Exercise instructions »
Rewrite the part of the material that begins with the line containing "Category: thin green stem" and ends with the line containing "pixel 480 159", both lines included. Keep the requests and their sample lines unchanged, but multiply each keypoint coordinate in the answers by 1.6 and round it to a whole number, with halves rounded up.

Excerpts of pointing data »

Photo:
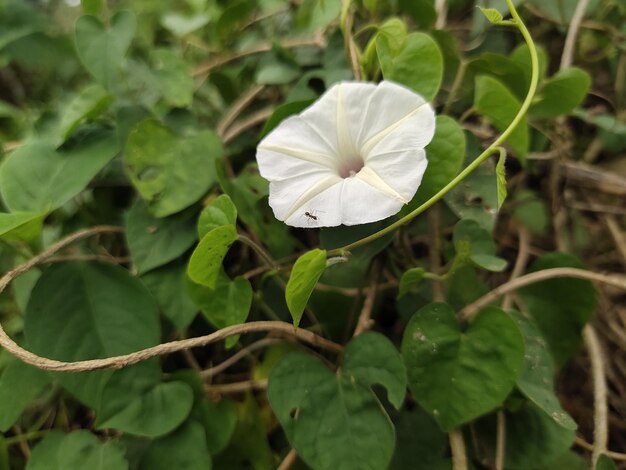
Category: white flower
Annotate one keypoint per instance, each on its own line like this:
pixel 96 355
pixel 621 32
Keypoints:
pixel 354 156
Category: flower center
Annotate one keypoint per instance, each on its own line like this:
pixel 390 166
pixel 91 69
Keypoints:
pixel 351 167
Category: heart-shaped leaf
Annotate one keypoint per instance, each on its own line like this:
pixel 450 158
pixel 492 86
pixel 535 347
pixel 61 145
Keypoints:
pixel 101 50
pixel 79 449
pixel 457 376
pixel 219 211
pixel 205 263
pixel 160 163
pixel 329 418
pixel 304 275
pixel 470 237
pixel 153 242
pixel 35 176
pixel 537 378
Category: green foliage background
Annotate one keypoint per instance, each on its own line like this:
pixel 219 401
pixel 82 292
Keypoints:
pixel 141 118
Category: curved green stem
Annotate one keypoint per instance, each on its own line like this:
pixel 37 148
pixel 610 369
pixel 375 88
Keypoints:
pixel 481 158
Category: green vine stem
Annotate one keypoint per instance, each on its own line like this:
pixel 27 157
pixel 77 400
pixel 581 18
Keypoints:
pixel 493 148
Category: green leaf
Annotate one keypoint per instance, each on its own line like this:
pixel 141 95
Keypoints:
pixel 88 102
pixel 409 279
pixel 309 400
pixel 168 286
pixel 160 163
pixel 304 275
pixel 34 178
pixel 492 15
pixel 373 359
pixel 418 65
pixel 418 434
pixel 205 263
pixel 154 242
pixel 457 376
pixel 93 310
pixel 605 463
pixel 283 112
pixel 173 77
pixel 560 307
pixel 249 442
pixel 79 449
pixel 501 177
pixel 445 155
pixel 496 102
pixel 184 448
pixel 102 50
pixel 533 439
pixel 219 211
pixel 482 248
pixel 561 94
pixel 21 225
pixel 154 413
pixel 20 384
pixel 226 304
pixel 536 381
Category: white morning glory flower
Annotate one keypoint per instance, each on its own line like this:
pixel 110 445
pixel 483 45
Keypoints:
pixel 354 156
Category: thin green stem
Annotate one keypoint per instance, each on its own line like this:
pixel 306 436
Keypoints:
pixel 480 159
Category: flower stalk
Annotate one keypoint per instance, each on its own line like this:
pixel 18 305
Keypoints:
pixel 493 148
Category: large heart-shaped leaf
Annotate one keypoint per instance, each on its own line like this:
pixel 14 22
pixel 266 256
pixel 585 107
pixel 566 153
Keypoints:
pixel 36 177
pixel 101 50
pixel 154 242
pixel 79 449
pixel 329 418
pixel 456 375
pixel 537 378
pixel 160 163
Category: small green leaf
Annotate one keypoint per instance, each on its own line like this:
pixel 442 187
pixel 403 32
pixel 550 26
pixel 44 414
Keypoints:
pixel 605 463
pixel 561 94
pixel 101 50
pixel 283 112
pixel 21 225
pixel 154 413
pixel 205 263
pixel 409 279
pixel 495 101
pixel 184 448
pixel 154 242
pixel 88 102
pixel 457 376
pixel 219 211
pixel 493 15
pixel 418 65
pixel 79 449
pixel 371 358
pixel 160 163
pixel 501 177
pixel 34 178
pixel 445 155
pixel 560 307
pixel 173 77
pixel 20 384
pixel 536 381
pixel 167 285
pixel 304 275
pixel 309 400
pixel 482 248
pixel 226 304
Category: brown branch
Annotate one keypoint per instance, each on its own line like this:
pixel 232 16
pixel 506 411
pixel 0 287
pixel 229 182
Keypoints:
pixel 118 362
pixel 600 407
pixel 609 279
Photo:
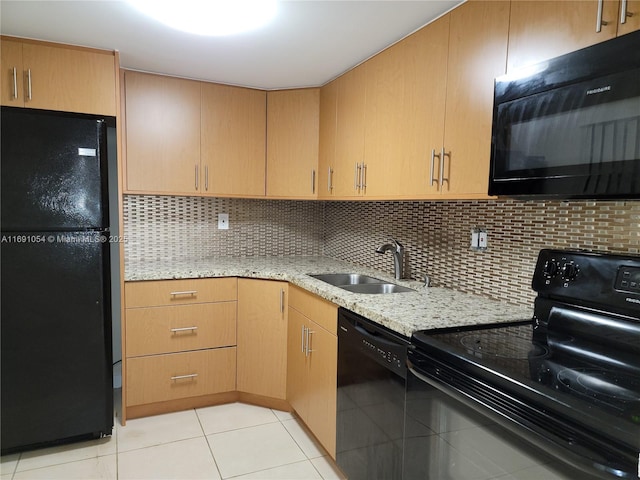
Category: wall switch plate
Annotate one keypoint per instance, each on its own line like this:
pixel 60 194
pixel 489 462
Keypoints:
pixel 479 238
pixel 223 221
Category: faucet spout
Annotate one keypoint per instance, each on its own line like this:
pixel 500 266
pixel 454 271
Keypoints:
pixel 398 256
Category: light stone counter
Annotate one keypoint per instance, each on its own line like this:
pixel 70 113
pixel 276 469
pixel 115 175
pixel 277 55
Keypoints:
pixel 405 313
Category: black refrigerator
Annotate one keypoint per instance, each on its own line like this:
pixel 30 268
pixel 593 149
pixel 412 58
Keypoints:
pixel 56 371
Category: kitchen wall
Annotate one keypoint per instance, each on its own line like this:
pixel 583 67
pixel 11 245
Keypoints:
pixel 436 235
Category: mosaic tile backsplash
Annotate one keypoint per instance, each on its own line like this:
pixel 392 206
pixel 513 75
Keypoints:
pixel 436 235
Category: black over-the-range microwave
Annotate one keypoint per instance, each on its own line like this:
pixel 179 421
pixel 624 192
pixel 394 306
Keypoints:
pixel 570 127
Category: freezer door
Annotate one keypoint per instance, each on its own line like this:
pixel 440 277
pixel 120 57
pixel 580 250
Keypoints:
pixel 56 365
pixel 53 171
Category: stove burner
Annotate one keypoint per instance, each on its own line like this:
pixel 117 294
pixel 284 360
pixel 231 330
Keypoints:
pixel 492 344
pixel 598 383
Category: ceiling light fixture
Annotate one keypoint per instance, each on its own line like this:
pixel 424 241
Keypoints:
pixel 210 17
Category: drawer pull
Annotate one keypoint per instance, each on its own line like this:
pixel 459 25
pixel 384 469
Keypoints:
pixel 182 377
pixel 186 292
pixel 183 329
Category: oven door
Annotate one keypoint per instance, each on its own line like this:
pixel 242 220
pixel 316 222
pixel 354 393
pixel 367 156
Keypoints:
pixel 458 426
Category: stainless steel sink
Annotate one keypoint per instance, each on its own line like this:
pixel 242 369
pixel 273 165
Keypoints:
pixel 376 288
pixel 340 279
pixel 357 283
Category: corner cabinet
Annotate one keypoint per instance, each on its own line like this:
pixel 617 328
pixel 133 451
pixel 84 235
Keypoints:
pixel 180 345
pixel 312 349
pixel 540 30
pixel 58 77
pixel 292 143
pixel 262 338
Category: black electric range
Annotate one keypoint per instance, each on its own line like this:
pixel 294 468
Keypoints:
pixel 569 379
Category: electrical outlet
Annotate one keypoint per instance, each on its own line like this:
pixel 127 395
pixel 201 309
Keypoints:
pixel 223 221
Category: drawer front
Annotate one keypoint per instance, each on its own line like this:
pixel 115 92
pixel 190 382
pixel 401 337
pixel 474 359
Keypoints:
pixel 179 328
pixel 180 292
pixel 321 311
pixel 160 378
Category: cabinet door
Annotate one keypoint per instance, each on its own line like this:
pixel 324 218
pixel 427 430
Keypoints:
pixel 477 54
pixel 12 74
pixel 292 143
pixel 322 386
pixel 162 134
pixel 262 337
pixel 350 122
pixel 233 140
pixel 539 30
pixel 69 79
pixel 631 17
pixel 297 395
pixel 327 139
pixel 405 100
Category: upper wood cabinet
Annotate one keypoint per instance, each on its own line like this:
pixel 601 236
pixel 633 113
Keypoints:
pixel 46 76
pixel 292 143
pixel 262 337
pixel 478 33
pixel 404 113
pixel 162 134
pixel 540 30
pixel 233 140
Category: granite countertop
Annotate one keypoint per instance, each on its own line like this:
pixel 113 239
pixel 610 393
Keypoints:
pixel 405 313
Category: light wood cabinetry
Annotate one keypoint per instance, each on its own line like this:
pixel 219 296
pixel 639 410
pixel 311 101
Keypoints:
pixel 180 338
pixel 539 30
pixel 477 52
pixel 233 140
pixel 312 347
pixel 292 143
pixel 262 337
pixel 162 134
pixel 55 77
pixel 405 101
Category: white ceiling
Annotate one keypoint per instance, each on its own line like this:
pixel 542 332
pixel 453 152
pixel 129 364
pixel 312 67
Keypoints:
pixel 308 43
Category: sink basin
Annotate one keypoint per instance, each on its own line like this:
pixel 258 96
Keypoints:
pixel 340 279
pixel 376 288
pixel 357 283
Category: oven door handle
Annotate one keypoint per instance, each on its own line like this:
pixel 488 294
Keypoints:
pixel 589 453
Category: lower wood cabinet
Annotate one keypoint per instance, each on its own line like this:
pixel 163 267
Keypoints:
pixel 262 337
pixel 160 378
pixel 180 344
pixel 312 349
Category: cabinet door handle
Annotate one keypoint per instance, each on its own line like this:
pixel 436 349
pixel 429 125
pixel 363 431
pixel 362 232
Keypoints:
pixel 282 300
pixel 433 180
pixel 624 13
pixel 442 177
pixel 185 292
pixel 599 21
pixel 182 377
pixel 29 96
pixel 308 350
pixel 364 177
pixel 302 339
pixel 183 329
pixel 15 83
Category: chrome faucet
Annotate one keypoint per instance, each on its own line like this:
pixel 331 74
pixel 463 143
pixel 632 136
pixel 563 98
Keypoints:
pixel 398 256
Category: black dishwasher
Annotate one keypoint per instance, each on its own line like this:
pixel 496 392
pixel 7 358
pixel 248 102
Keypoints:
pixel 372 374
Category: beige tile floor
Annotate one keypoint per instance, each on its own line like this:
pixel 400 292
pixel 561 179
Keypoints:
pixel 236 441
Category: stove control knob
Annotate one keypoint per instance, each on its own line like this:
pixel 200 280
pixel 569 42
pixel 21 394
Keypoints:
pixel 550 268
pixel 570 271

Final answer »
Category: thin green stem
Annotate one keypoint per instance, each on its own line like this:
pixel 306 436
Keypoints:
pixel 768 254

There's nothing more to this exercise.